BEGIN Provided material

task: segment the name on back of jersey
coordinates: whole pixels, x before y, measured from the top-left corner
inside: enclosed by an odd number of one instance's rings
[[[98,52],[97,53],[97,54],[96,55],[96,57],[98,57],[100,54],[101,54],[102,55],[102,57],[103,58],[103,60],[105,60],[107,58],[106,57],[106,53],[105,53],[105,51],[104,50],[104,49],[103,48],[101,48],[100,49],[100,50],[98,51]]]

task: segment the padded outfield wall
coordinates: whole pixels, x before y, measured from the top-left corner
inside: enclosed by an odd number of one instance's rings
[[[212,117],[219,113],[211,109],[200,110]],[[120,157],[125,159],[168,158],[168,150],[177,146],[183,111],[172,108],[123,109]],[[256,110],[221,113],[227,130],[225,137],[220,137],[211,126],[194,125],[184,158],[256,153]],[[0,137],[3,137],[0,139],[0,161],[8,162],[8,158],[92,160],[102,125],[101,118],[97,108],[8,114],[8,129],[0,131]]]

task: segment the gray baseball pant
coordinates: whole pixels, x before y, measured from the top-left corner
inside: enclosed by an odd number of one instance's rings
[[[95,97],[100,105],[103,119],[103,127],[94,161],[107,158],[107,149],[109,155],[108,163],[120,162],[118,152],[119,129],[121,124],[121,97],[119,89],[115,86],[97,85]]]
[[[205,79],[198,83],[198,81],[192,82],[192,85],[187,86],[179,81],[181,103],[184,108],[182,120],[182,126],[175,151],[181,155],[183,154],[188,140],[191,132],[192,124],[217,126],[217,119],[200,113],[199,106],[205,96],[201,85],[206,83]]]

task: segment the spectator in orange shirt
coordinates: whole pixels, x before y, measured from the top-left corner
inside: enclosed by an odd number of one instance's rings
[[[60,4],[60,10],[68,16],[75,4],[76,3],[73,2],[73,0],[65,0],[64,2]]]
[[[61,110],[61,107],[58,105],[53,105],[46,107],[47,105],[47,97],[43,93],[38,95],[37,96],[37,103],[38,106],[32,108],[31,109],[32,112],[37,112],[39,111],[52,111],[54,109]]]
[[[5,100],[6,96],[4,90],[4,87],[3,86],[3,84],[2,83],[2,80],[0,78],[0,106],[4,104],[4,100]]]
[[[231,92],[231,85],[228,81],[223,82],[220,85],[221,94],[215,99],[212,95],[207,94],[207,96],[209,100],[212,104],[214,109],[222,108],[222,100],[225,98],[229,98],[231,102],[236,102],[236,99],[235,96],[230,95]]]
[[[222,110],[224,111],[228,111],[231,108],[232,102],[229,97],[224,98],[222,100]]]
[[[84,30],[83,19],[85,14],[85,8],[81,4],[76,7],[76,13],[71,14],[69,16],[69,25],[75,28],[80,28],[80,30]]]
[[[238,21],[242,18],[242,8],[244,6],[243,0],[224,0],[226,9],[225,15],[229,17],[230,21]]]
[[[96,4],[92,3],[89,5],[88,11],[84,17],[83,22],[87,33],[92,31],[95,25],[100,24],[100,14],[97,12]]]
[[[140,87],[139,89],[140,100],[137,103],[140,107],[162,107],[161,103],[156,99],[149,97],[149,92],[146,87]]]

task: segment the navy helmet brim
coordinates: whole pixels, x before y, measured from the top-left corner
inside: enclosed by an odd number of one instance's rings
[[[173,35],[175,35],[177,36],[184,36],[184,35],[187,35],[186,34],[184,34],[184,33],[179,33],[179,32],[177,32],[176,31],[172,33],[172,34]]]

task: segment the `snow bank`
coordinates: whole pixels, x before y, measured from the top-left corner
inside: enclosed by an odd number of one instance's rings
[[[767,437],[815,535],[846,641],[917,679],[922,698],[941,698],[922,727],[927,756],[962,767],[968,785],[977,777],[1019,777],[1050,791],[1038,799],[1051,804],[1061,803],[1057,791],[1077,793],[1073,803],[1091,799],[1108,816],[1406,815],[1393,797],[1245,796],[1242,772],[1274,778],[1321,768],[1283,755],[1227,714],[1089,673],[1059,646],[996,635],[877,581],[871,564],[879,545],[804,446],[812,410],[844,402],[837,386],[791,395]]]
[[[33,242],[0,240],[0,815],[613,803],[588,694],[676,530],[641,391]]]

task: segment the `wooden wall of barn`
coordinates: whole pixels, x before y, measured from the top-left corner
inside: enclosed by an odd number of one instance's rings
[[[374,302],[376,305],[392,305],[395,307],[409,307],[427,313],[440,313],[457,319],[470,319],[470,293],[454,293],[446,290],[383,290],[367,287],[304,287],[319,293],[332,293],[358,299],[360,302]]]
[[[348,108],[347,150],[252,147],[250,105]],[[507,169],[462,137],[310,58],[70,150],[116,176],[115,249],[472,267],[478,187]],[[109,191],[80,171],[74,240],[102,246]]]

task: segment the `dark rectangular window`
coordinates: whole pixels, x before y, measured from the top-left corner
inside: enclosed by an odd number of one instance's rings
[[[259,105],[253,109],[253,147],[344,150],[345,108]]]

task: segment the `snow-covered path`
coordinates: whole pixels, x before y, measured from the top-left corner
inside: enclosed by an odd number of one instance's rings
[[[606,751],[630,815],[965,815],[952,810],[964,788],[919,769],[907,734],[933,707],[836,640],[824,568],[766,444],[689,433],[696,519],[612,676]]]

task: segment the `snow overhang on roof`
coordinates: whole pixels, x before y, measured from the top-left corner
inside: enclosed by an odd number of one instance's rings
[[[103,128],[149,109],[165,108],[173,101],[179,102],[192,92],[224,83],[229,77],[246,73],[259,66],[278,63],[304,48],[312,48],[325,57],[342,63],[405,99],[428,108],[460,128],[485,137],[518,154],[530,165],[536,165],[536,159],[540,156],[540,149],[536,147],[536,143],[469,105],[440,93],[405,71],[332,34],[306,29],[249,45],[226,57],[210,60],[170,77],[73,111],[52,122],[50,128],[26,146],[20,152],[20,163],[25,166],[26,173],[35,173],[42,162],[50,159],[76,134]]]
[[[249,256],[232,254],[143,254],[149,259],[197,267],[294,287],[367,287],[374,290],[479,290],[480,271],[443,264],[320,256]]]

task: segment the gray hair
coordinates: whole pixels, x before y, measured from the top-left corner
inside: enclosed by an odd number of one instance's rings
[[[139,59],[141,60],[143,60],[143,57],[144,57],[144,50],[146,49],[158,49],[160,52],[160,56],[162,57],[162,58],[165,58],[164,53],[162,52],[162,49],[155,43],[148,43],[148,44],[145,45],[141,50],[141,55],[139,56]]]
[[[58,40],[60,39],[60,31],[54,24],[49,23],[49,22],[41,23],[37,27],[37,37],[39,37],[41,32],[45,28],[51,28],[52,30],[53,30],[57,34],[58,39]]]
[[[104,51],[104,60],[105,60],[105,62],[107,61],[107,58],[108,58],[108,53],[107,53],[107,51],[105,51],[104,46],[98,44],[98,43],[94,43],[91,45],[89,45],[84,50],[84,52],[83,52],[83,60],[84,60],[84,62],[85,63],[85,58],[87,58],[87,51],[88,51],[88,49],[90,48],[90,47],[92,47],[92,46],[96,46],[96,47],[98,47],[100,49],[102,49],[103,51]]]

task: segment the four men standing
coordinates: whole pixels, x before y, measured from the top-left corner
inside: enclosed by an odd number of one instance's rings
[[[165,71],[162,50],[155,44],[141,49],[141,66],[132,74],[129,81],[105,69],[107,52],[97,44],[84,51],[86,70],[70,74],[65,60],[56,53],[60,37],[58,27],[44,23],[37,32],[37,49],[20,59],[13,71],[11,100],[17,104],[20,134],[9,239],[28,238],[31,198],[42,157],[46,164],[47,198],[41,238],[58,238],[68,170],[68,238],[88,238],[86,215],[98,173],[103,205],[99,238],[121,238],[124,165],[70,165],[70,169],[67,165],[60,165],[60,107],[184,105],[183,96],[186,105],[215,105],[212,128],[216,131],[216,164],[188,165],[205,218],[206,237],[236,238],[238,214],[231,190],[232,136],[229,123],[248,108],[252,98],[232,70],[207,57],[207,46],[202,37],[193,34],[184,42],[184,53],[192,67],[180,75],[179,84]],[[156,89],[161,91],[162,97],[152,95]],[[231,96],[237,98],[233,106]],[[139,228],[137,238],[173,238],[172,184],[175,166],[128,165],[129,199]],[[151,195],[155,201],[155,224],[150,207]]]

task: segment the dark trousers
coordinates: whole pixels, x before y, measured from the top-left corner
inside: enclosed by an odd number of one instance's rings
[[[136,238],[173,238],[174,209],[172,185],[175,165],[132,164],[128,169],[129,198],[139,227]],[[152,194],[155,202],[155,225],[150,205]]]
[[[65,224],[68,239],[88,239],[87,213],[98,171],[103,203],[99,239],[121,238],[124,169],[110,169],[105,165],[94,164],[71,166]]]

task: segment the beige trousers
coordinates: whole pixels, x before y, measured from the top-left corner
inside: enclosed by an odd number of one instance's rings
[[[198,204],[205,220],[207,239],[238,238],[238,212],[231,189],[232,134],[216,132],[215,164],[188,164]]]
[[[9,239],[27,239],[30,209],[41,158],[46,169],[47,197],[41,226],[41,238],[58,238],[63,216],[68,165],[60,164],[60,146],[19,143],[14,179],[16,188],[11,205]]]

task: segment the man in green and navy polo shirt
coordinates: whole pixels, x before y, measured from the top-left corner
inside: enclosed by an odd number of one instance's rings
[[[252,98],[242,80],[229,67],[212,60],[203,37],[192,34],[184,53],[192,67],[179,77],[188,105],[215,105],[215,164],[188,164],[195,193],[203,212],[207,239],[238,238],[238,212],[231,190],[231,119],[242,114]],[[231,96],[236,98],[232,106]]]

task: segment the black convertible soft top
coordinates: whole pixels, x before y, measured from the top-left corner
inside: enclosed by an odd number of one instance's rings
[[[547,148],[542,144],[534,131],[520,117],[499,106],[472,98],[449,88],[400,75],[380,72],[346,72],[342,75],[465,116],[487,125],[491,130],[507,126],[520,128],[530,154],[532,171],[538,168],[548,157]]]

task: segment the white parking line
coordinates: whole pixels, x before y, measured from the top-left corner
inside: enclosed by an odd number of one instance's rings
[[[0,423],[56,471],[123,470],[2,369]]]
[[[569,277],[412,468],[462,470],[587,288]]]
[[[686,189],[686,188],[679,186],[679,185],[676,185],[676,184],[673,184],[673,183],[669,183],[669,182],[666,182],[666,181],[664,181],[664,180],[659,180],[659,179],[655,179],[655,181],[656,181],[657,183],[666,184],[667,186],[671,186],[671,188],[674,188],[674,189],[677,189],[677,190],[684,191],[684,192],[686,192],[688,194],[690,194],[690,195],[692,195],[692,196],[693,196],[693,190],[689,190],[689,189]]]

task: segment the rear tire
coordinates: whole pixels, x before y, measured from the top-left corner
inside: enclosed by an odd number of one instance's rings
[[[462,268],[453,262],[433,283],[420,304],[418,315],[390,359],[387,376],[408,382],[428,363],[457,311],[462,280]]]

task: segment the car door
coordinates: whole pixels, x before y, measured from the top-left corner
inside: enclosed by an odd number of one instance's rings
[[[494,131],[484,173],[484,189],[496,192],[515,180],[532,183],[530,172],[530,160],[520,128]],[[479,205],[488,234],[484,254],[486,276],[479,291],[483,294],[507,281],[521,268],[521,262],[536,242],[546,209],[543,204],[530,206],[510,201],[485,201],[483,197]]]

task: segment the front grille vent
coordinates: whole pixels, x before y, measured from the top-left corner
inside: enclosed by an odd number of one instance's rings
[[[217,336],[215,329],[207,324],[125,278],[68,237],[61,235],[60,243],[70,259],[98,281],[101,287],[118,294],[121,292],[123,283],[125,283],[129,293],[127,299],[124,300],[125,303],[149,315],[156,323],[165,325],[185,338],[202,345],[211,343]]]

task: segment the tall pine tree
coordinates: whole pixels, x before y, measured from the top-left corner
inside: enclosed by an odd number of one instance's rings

END Provided material

> _Description of the task_
Print the lines exactly as they appear, beginning with the line containing "task: segment the white parking line" and continuing through the line containing "[[[569,277],[412,468],[462,470],[587,288]]]".

> _Problem solution_
task: segment the white parking line
coordinates: whole pixels, x before y, measured from the top-left corner
inside: enclosed by an odd number of one instance's rings
[[[0,423],[56,471],[123,470],[2,369]]]
[[[569,277],[412,468],[462,470],[587,288]]]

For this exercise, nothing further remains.